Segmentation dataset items
§

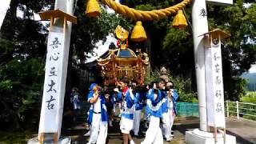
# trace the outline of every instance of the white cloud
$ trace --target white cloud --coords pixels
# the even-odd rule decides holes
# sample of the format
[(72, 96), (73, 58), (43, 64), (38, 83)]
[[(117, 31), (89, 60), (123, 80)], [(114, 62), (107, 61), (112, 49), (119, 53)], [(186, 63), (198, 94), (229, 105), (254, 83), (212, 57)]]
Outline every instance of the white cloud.
[(93, 53), (96, 54), (93, 54), (92, 53), (89, 53), (88, 54), (86, 54), (90, 58), (86, 59), (85, 63), (93, 62), (98, 58), (104, 53), (106, 53), (109, 50), (109, 46), (111, 42), (114, 42), (115, 45), (117, 43), (117, 39), (114, 38), (114, 35), (113, 34), (110, 34), (108, 36), (106, 36), (106, 40), (104, 44), (102, 43), (102, 40), (97, 42), (96, 48), (93, 50)]
[[(119, 2), (119, 0), (117, 0), (117, 2)], [(114, 10), (106, 6), (106, 12), (109, 14), (114, 14)], [(109, 35), (106, 36), (106, 41), (104, 44), (102, 44), (102, 41), (100, 40), (98, 42), (96, 43), (97, 48), (94, 48), (92, 53), (86, 54), (90, 58), (86, 59), (85, 62), (88, 63), (98, 58), (101, 55), (102, 55), (109, 50), (109, 46), (111, 42), (114, 42), (116, 45), (117, 39), (114, 38), (114, 35), (113, 34), (109, 34)]]

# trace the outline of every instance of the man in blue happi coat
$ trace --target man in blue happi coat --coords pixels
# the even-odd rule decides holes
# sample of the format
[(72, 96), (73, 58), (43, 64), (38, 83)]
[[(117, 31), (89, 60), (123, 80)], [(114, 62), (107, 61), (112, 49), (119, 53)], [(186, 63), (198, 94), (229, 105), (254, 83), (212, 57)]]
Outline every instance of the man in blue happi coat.
[(128, 87), (130, 80), (125, 77), (122, 78), (118, 85), (121, 89), (121, 92), (118, 94), (118, 99), (122, 101), (121, 109), (121, 121), (120, 121), (120, 130), (123, 136), (123, 144), (134, 144), (130, 131), (133, 129), (133, 122), (134, 117), (134, 95), (132, 93), (132, 90)]
[(150, 125), (146, 132), (146, 137), (142, 144), (162, 144), (163, 138), (160, 129), (160, 118), (162, 117), (162, 106), (166, 99), (163, 98), (159, 86), (162, 84), (159, 82), (151, 83), (151, 89), (146, 95), (146, 114), (149, 117)]
[(88, 102), (91, 104), (89, 112), (90, 126), (90, 139), (87, 144), (105, 144), (107, 136), (108, 117), (104, 95), (100, 94), (100, 87), (92, 83), (88, 94)]

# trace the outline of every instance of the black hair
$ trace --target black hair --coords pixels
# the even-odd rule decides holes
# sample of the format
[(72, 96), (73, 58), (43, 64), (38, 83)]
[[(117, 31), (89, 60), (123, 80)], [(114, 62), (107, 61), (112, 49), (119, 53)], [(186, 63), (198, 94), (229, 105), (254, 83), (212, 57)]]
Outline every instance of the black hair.
[(123, 77), (122, 79), (121, 79), (122, 82), (123, 82), (124, 83), (126, 83), (127, 85), (130, 83), (130, 79), (128, 77)]

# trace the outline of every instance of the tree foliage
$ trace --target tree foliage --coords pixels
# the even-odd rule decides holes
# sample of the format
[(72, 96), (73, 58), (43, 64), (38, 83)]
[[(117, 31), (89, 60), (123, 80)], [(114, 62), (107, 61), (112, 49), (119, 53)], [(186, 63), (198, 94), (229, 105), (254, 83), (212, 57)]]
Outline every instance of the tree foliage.
[[(130, 6), (142, 10), (166, 7), (180, 1), (122, 1)], [(222, 46), (224, 89), (226, 98), (238, 100), (244, 94), (244, 81), (239, 75), (247, 71), (256, 60), (256, 4), (254, 1), (236, 0), (230, 6), (207, 4), (209, 29), (220, 28), (232, 36)], [(247, 5), (245, 5), (247, 4)], [(186, 10), (191, 20), (191, 7)], [(185, 30), (171, 27), (172, 18), (145, 24), (151, 38), (151, 66), (165, 66), (174, 76), (191, 78), (196, 90), (192, 26)]]
[[(85, 1), (78, 1), (74, 15), (78, 24), (72, 27), (69, 59), (75, 64), (72, 66), (70, 62), (72, 70), (78, 67), (77, 62), (83, 62), (85, 53), (99, 40), (104, 41), (118, 24), (130, 26), (125, 18), (104, 10), (101, 17), (89, 18), (85, 7)], [(38, 122), (49, 25), (34, 20), (34, 14), (53, 8), (54, 1), (11, 0), (0, 35), (1, 126), (20, 127), (21, 123)], [(22, 18), (17, 17), (17, 10), (22, 12)], [(74, 79), (68, 74), (68, 78)], [(66, 86), (71, 84), (67, 82)], [(7, 123), (10, 125), (5, 125)]]

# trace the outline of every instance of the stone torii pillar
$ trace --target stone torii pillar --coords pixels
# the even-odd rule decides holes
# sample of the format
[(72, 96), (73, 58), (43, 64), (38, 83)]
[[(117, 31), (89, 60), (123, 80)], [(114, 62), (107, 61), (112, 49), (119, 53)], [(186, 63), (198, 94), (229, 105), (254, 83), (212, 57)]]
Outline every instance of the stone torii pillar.
[(205, 74), (205, 52), (203, 35), (208, 33), (206, 2), (215, 5), (231, 5), (233, 0), (194, 0), (192, 24), (194, 38), (194, 63), (198, 94), (200, 130), (207, 131), (206, 90)]
[(29, 144), (70, 144), (71, 139), (61, 138), (66, 79), (69, 58), (74, 0), (56, 0), (54, 10), (39, 13), (42, 20), (50, 20), (48, 35), (45, 82), (38, 138)]
[[(230, 5), (233, 0), (194, 0), (192, 7), (192, 22), (193, 22), (193, 37), (194, 46), (194, 62), (197, 77), (197, 88), (198, 94), (198, 106), (200, 116), (200, 130), (195, 129), (193, 131), (186, 132), (186, 143), (188, 144), (222, 144), (230, 143), (235, 144), (235, 137), (226, 134), (225, 130), (221, 134), (217, 134), (216, 129), (214, 132), (210, 132), (208, 128), (208, 122), (216, 122), (216, 119), (207, 121), (207, 106), (206, 106), (206, 64), (208, 66), (210, 62), (206, 62), (205, 54), (205, 34), (208, 33), (208, 22), (206, 12), (206, 2), (211, 4), (218, 5)], [(220, 45), (219, 45), (220, 46)], [(206, 53), (208, 59), (212, 59), (212, 55)], [(211, 53), (210, 53), (211, 54)], [(210, 55), (210, 57), (209, 57)], [(208, 73), (207, 73), (208, 74)], [(209, 76), (209, 74), (208, 74)], [(208, 78), (209, 80), (209, 78)], [(209, 86), (209, 85), (207, 85)], [(209, 90), (213, 92), (208, 87)], [(210, 96), (210, 95), (209, 95)], [(209, 109), (214, 109), (214, 107)], [(208, 110), (210, 112), (210, 110)], [(224, 116), (223, 116), (224, 117)], [(208, 117), (210, 118), (210, 117)], [(225, 121), (225, 118), (223, 118)], [(216, 124), (216, 123), (214, 123)]]

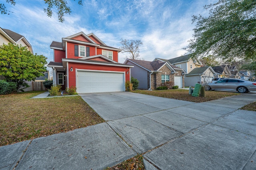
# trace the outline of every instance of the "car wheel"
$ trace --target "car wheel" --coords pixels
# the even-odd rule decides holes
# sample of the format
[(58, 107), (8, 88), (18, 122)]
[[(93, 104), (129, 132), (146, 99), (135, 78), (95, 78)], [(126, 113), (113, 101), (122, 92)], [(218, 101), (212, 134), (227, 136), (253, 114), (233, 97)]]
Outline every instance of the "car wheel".
[(247, 91), (248, 91), (248, 90), (247, 90), (246, 87), (242, 86), (240, 87), (238, 87), (237, 88), (237, 90), (239, 93), (246, 93)]

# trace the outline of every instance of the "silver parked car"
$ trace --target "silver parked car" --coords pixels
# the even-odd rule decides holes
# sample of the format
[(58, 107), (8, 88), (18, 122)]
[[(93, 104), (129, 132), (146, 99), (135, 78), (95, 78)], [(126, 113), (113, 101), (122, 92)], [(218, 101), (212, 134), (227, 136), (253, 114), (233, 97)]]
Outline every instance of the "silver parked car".
[(246, 93), (250, 91), (256, 91), (256, 83), (237, 78), (226, 78), (209, 83), (207, 89), (234, 90), (240, 93)]

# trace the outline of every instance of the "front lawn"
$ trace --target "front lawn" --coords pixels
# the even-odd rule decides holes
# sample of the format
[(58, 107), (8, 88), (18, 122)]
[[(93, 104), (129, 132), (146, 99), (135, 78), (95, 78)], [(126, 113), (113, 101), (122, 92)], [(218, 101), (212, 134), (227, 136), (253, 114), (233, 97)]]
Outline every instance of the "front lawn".
[(188, 94), (188, 90), (183, 89), (153, 91), (137, 90), (132, 91), (131, 92), (194, 102), (207, 102), (219, 99), (225, 97), (239, 94), (239, 93), (234, 92), (206, 91), (205, 91), (205, 97), (194, 97)]
[(42, 92), (0, 95), (0, 146), (104, 122), (79, 96), (30, 98)]

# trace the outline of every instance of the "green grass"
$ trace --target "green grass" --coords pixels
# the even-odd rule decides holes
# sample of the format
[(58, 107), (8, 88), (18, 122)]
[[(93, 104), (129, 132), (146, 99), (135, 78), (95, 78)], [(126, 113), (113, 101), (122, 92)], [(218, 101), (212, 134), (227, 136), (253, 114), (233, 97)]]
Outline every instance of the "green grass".
[(137, 90), (132, 91), (131, 92), (194, 102), (207, 102), (239, 94), (237, 93), (227, 92), (206, 91), (205, 97), (194, 97), (188, 94), (188, 90), (183, 89), (153, 91)]
[(42, 92), (0, 95), (0, 146), (104, 122), (79, 96), (30, 98)]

§

REQUEST >> Copy out verbatim the lines of the items starting at the line containing "# trace the outline of every instance of the stone" and ending at the line containing "82), (38, 138)]", including both of those lines. Give only those lines.

SOLUTION FOR THIS TASK >>
# trace the outline of every instance of the stone torii pillar
$ trace --target stone torii pillar --coords pixels
# the even-odd rule decides holes
# sample of the format
[(72, 96), (73, 58), (43, 64), (38, 83)]
[[(117, 31), (89, 60), (123, 80)], [(114, 62), (107, 61), (112, 49), (119, 53)], [(186, 63), (198, 94), (229, 105), (254, 83), (212, 57)]]
Outline every instance of the stone torii pillar.
[(205, 74), (205, 52), (203, 35), (208, 33), (206, 2), (215, 5), (231, 5), (233, 0), (194, 0), (192, 24), (194, 38), (194, 63), (198, 94), (200, 130), (207, 131), (206, 90)]
[(29, 144), (70, 144), (71, 139), (61, 138), (66, 79), (69, 58), (74, 0), (56, 0), (54, 10), (39, 13), (42, 20), (50, 20), (48, 35), (45, 82), (38, 138)]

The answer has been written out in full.